▶ _Records for this task_
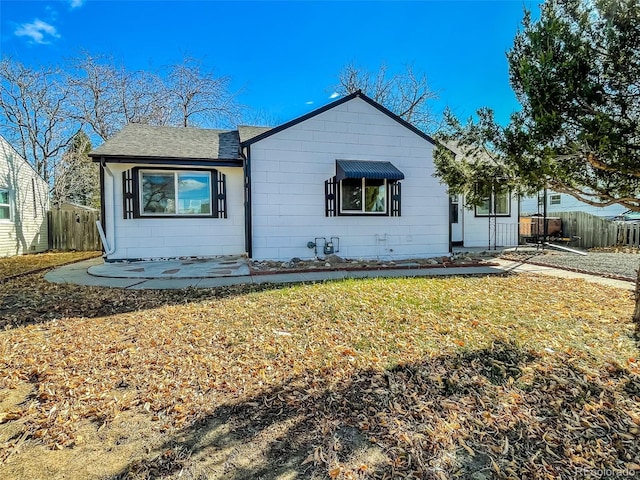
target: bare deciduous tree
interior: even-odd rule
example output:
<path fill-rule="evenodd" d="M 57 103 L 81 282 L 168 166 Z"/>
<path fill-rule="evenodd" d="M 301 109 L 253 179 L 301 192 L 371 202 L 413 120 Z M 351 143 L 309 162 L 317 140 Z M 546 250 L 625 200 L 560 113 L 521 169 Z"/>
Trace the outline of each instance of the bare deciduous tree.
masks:
<path fill-rule="evenodd" d="M 127 123 L 168 123 L 164 86 L 149 72 L 129 72 L 104 56 L 73 61 L 67 83 L 73 88 L 75 117 L 107 140 Z"/>
<path fill-rule="evenodd" d="M 199 60 L 185 57 L 169 67 L 165 85 L 165 104 L 171 109 L 172 125 L 232 125 L 238 121 L 240 107 L 229 92 L 229 77 L 216 77 L 203 71 Z"/>
<path fill-rule="evenodd" d="M 0 61 L 0 124 L 7 140 L 49 181 L 79 122 L 67 115 L 70 90 L 57 69 Z"/>
<path fill-rule="evenodd" d="M 411 65 L 404 73 L 389 74 L 385 64 L 376 72 L 349 64 L 338 76 L 335 90 L 341 95 L 349 95 L 358 90 L 385 106 L 393 113 L 423 130 L 435 127 L 435 117 L 428 102 L 438 95 L 429 88 L 425 74 L 416 74 Z"/>

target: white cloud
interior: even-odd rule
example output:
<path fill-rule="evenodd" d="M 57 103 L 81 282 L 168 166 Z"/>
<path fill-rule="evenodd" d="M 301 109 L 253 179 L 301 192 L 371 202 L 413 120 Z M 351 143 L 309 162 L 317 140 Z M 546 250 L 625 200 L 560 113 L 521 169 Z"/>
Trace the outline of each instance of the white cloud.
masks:
<path fill-rule="evenodd" d="M 60 38 L 56 27 L 37 18 L 33 23 L 23 23 L 14 33 L 18 37 L 29 37 L 33 42 L 41 44 L 51 43 L 51 38 Z"/>

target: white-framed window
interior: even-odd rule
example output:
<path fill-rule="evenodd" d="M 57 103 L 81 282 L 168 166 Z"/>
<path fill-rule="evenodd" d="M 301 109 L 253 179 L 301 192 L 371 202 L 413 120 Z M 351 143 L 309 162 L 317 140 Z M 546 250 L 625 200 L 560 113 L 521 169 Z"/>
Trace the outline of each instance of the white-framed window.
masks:
<path fill-rule="evenodd" d="M 511 215 L 511 195 L 508 191 L 498 192 L 484 199 L 482 205 L 476 206 L 476 217 Z"/>
<path fill-rule="evenodd" d="M 140 170 L 141 216 L 211 216 L 209 171 Z"/>
<path fill-rule="evenodd" d="M 8 188 L 0 188 L 0 222 L 11 221 L 11 192 Z"/>
<path fill-rule="evenodd" d="M 387 213 L 387 180 L 345 178 L 340 181 L 340 213 Z"/>

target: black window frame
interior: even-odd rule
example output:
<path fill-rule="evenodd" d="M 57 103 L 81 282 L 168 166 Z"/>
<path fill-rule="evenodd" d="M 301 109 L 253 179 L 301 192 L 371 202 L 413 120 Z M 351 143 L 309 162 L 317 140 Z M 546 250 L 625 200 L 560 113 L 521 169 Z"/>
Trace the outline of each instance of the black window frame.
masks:
<path fill-rule="evenodd" d="M 142 212 L 141 175 L 143 172 L 171 172 L 174 175 L 189 172 L 206 172 L 210 175 L 210 213 L 206 214 L 148 214 Z M 174 168 L 157 167 L 155 165 L 133 167 L 123 172 L 123 214 L 125 219 L 157 219 L 157 218 L 227 218 L 226 175 L 215 168 Z"/>
<path fill-rule="evenodd" d="M 366 177 L 362 177 L 366 178 Z M 375 180 L 375 179 L 369 179 Z M 382 179 L 377 179 L 382 180 Z M 335 176 L 325 180 L 325 217 L 400 217 L 402 216 L 402 183 L 399 180 L 384 179 L 386 184 L 386 211 L 357 212 L 342 211 L 342 182 Z"/>
<path fill-rule="evenodd" d="M 496 196 L 497 195 L 506 195 L 507 197 L 507 213 L 495 213 L 496 208 Z M 510 217 L 511 216 L 511 192 L 509 190 L 502 190 L 499 192 L 492 193 L 491 196 L 488 197 L 489 200 L 489 211 L 487 213 L 478 213 L 478 207 L 474 207 L 474 214 L 476 217 Z"/>
<path fill-rule="evenodd" d="M 360 185 L 362 188 L 362 209 L 361 210 L 343 210 L 342 208 L 342 199 L 343 199 L 343 191 L 342 191 L 342 186 L 343 186 L 343 182 L 344 180 L 360 180 Z M 338 182 L 338 213 L 341 217 L 348 217 L 348 216 L 358 216 L 358 217 L 388 217 L 389 216 L 389 196 L 391 194 L 390 189 L 389 189 L 389 181 L 386 178 L 366 178 L 366 177 L 362 177 L 360 179 L 356 179 L 356 178 L 345 178 L 344 180 L 340 180 Z M 383 182 L 383 186 L 384 186 L 384 211 L 383 212 L 367 212 L 364 207 L 365 207 L 365 202 L 364 202 L 364 196 L 366 195 L 366 184 L 367 181 L 372 181 L 372 182 L 379 182 L 380 180 L 382 180 Z"/>

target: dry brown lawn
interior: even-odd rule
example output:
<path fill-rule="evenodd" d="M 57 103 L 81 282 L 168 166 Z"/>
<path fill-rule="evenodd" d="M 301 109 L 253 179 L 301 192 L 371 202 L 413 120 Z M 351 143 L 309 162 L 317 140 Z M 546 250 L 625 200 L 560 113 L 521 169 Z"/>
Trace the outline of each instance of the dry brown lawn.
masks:
<path fill-rule="evenodd" d="M 537 276 L 21 277 L 0 286 L 0 478 L 640 475 L 632 306 Z"/>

▶ _Problem details_
Update the lines above by replacing "even-odd rule" with "nonzero rule" wherever it appears, and keep everything else unchanged. Leave the pictures out of your answer.

▶ _Response to this exercise_
target: bare deciduous tree
interior: nonzero rule
example output:
<path fill-rule="evenodd" d="M 57 103 L 81 282 L 168 166 Z"/>
<path fill-rule="evenodd" d="M 301 109 L 253 179 L 301 192 L 371 202 L 413 120 Z M 351 143 L 309 162 L 317 140 Z M 546 250 L 625 200 L 560 113 L 521 169 Z"/>
Trace the outline of each instance of the bare deciduous tree.
masks:
<path fill-rule="evenodd" d="M 127 123 L 168 123 L 164 86 L 149 72 L 129 72 L 104 56 L 73 61 L 67 83 L 73 88 L 75 117 L 107 140 Z"/>
<path fill-rule="evenodd" d="M 199 60 L 185 57 L 169 67 L 165 85 L 165 104 L 171 109 L 172 125 L 232 125 L 238 121 L 240 107 L 229 92 L 229 77 L 216 77 L 203 71 Z"/>
<path fill-rule="evenodd" d="M 0 61 L 0 124 L 7 140 L 49 181 L 79 122 L 67 115 L 70 90 L 57 69 Z"/>
<path fill-rule="evenodd" d="M 411 65 L 404 73 L 389 74 L 385 64 L 376 72 L 349 64 L 338 76 L 335 90 L 341 95 L 349 95 L 358 90 L 385 106 L 393 113 L 423 130 L 435 127 L 435 117 L 428 102 L 438 95 L 429 88 L 425 74 L 416 74 Z"/>

target: white cloud
interior: nonzero rule
example output:
<path fill-rule="evenodd" d="M 57 103 L 81 282 L 168 166 Z"/>
<path fill-rule="evenodd" d="M 301 109 L 253 179 L 301 192 L 371 202 L 413 120 Z M 351 143 L 309 162 L 317 140 Z M 546 250 L 625 200 L 560 113 L 521 169 Z"/>
Trace the outline of each instance of the white cloud.
masks:
<path fill-rule="evenodd" d="M 60 38 L 56 27 L 37 18 L 33 23 L 23 23 L 14 33 L 18 37 L 29 37 L 33 42 L 41 44 L 51 43 L 51 38 Z"/>

target: white-framed window
interior: nonzero rule
example output:
<path fill-rule="evenodd" d="M 57 103 L 81 282 L 168 166 Z"/>
<path fill-rule="evenodd" d="M 301 109 L 253 179 L 301 192 L 371 202 L 413 120 Z M 351 143 L 309 162 L 317 140 Z M 546 250 L 625 200 L 560 113 L 521 169 Z"/>
Trace the outline of each instance of the white-framed window.
masks:
<path fill-rule="evenodd" d="M 511 215 L 511 195 L 508 191 L 498 192 L 484 199 L 482 205 L 476 206 L 476 217 Z"/>
<path fill-rule="evenodd" d="M 140 170 L 141 216 L 211 216 L 209 171 Z"/>
<path fill-rule="evenodd" d="M 8 188 L 0 188 L 0 222 L 11 221 L 11 192 Z"/>
<path fill-rule="evenodd" d="M 387 213 L 387 180 L 345 178 L 340 181 L 340 213 Z"/>

target: black window frame
interior: nonzero rule
example output:
<path fill-rule="evenodd" d="M 57 103 L 81 282 L 168 166 Z"/>
<path fill-rule="evenodd" d="M 301 109 L 253 179 L 301 192 L 371 202 L 413 120 Z M 351 143 L 309 162 L 317 140 Z M 546 250 L 625 200 L 560 113 L 521 169 Z"/>
Trace the outline of each instance of the black window frame.
masks:
<path fill-rule="evenodd" d="M 142 212 L 141 175 L 143 172 L 171 172 L 174 175 L 189 172 L 206 172 L 210 175 L 210 213 L 206 214 L 148 214 Z M 174 168 L 157 167 L 155 165 L 133 167 L 123 172 L 123 214 L 125 219 L 157 219 L 157 218 L 227 218 L 226 175 L 215 168 Z"/>
<path fill-rule="evenodd" d="M 366 177 L 362 177 L 366 178 Z M 375 180 L 375 179 L 369 179 Z M 382 179 L 377 179 L 382 180 Z M 335 176 L 325 180 L 325 217 L 400 217 L 402 216 L 402 183 L 399 180 L 384 179 L 386 184 L 386 211 L 357 212 L 342 211 L 342 182 Z"/>
<path fill-rule="evenodd" d="M 496 196 L 497 195 L 506 195 L 507 197 L 507 213 L 495 213 L 496 208 Z M 510 217 L 511 216 L 511 192 L 509 190 L 502 190 L 499 192 L 492 193 L 491 196 L 488 197 L 489 200 L 489 211 L 487 213 L 478 213 L 478 207 L 474 207 L 474 214 L 476 217 Z"/>
<path fill-rule="evenodd" d="M 360 185 L 362 188 L 362 209 L 361 210 L 343 210 L 342 208 L 342 199 L 343 199 L 343 191 L 342 191 L 342 186 L 343 186 L 343 182 L 344 180 L 360 180 Z M 338 182 L 338 213 L 341 217 L 348 217 L 348 216 L 358 216 L 358 217 L 388 217 L 389 216 L 389 196 L 391 194 L 390 189 L 389 189 L 389 181 L 386 178 L 366 178 L 366 177 L 362 177 L 360 179 L 356 179 L 356 178 L 345 178 L 344 180 L 340 180 Z M 383 182 L 383 186 L 384 186 L 384 211 L 383 212 L 367 212 L 364 207 L 365 207 L 365 202 L 364 202 L 364 196 L 366 195 L 366 184 L 367 181 L 372 181 L 372 182 L 379 182 L 380 180 L 382 180 Z"/>

target: dry brown lawn
interior: nonzero rule
example output:
<path fill-rule="evenodd" d="M 57 103 L 81 282 L 168 166 Z"/>
<path fill-rule="evenodd" d="M 301 109 L 253 179 L 301 192 L 371 202 L 413 120 Z M 351 143 L 309 162 L 317 140 Z M 546 250 L 625 200 L 560 113 L 521 169 Z"/>
Trace the outline of each instance of the dry brown lawn.
masks:
<path fill-rule="evenodd" d="M 537 276 L 21 277 L 0 286 L 0 478 L 640 475 L 632 306 Z"/>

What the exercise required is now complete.